**Exercise prompt**
In the data below, take the part that opens with the line containing "</instance>" and closes with the line containing "positive clicks: (457, 266)", both included. Output it as a JSON list of strings with one string per line, leaving out any blank lines.

Start of Data for review

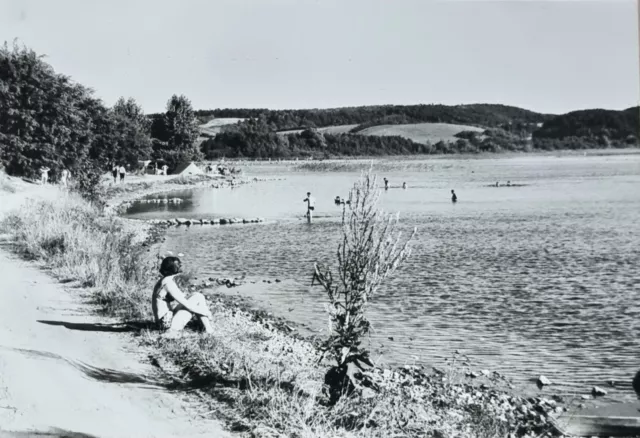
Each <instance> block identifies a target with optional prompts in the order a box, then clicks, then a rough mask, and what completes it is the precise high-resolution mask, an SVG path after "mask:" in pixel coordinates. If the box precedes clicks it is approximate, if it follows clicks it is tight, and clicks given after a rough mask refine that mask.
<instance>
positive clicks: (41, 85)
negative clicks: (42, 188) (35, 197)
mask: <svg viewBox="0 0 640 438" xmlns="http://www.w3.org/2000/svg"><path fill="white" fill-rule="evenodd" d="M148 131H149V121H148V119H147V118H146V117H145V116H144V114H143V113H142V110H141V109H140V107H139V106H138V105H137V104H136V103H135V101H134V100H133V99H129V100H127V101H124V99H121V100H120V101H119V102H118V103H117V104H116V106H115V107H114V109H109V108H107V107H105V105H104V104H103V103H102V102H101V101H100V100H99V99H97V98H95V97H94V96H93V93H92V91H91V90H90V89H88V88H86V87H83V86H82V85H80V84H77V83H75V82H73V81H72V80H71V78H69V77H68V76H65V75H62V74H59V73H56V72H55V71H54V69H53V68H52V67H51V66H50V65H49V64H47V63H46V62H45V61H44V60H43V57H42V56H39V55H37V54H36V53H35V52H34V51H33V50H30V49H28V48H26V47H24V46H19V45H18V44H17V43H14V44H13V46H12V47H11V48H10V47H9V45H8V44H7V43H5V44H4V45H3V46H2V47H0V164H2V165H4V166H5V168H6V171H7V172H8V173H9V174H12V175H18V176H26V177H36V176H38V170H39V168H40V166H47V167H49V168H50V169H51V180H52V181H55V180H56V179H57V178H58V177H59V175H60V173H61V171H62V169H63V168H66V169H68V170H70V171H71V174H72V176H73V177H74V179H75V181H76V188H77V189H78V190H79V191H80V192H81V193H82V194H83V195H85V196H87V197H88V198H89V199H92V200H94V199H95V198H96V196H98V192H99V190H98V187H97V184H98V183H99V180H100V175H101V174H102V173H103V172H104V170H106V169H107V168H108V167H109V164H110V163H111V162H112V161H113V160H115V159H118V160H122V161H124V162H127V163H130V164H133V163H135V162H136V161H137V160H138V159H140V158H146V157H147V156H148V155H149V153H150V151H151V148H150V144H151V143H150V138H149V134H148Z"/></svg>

End of Data for review
Start of Data for review

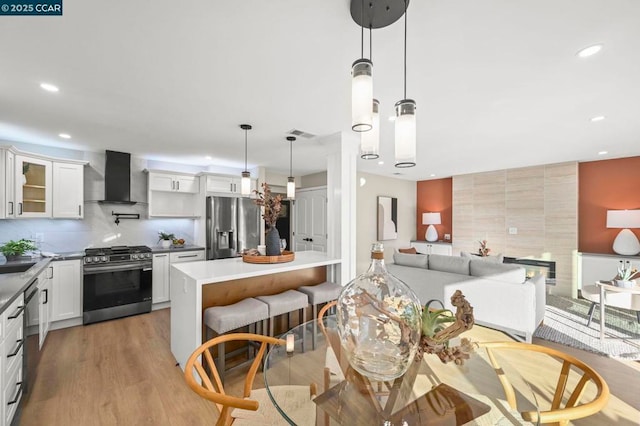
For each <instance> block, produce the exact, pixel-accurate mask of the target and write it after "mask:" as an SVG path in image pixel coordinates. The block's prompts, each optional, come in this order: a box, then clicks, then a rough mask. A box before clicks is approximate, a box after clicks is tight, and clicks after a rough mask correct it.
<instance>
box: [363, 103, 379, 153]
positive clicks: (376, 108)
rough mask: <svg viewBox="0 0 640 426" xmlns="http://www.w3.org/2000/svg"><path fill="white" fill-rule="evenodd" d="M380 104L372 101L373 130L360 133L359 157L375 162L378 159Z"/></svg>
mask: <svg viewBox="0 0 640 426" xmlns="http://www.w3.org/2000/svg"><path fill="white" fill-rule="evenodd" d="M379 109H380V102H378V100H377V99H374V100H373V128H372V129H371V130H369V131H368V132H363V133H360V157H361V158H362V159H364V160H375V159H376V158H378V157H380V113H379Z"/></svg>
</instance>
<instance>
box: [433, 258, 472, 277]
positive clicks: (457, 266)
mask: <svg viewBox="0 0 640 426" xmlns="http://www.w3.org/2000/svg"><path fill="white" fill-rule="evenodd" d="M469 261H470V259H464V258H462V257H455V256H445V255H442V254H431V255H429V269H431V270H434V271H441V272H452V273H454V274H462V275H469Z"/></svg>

End of Data for review
Start of Data for review

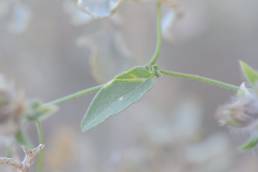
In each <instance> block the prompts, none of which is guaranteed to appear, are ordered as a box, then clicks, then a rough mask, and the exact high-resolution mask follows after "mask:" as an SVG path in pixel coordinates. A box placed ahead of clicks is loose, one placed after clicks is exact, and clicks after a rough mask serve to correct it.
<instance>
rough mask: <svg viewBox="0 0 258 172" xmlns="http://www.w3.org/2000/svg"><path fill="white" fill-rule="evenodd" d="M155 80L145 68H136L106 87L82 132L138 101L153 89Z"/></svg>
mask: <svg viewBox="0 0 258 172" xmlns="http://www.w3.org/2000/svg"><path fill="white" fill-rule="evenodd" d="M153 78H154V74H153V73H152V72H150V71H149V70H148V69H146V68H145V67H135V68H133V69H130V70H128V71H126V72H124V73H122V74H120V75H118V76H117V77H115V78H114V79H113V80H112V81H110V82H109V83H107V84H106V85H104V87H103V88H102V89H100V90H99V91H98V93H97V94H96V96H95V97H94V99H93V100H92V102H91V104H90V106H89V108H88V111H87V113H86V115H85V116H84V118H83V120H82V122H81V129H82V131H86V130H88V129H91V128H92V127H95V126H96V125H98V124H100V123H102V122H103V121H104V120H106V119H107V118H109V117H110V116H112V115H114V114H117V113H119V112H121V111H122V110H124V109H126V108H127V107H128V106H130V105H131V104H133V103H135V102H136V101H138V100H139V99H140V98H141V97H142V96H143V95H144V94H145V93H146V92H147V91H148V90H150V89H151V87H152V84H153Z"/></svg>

End of Data for review

**Task output**
[
  "</instance>",
  "<instance>",
  "box: [433, 258, 472, 277]",
  "positive clicks: (457, 266)"
]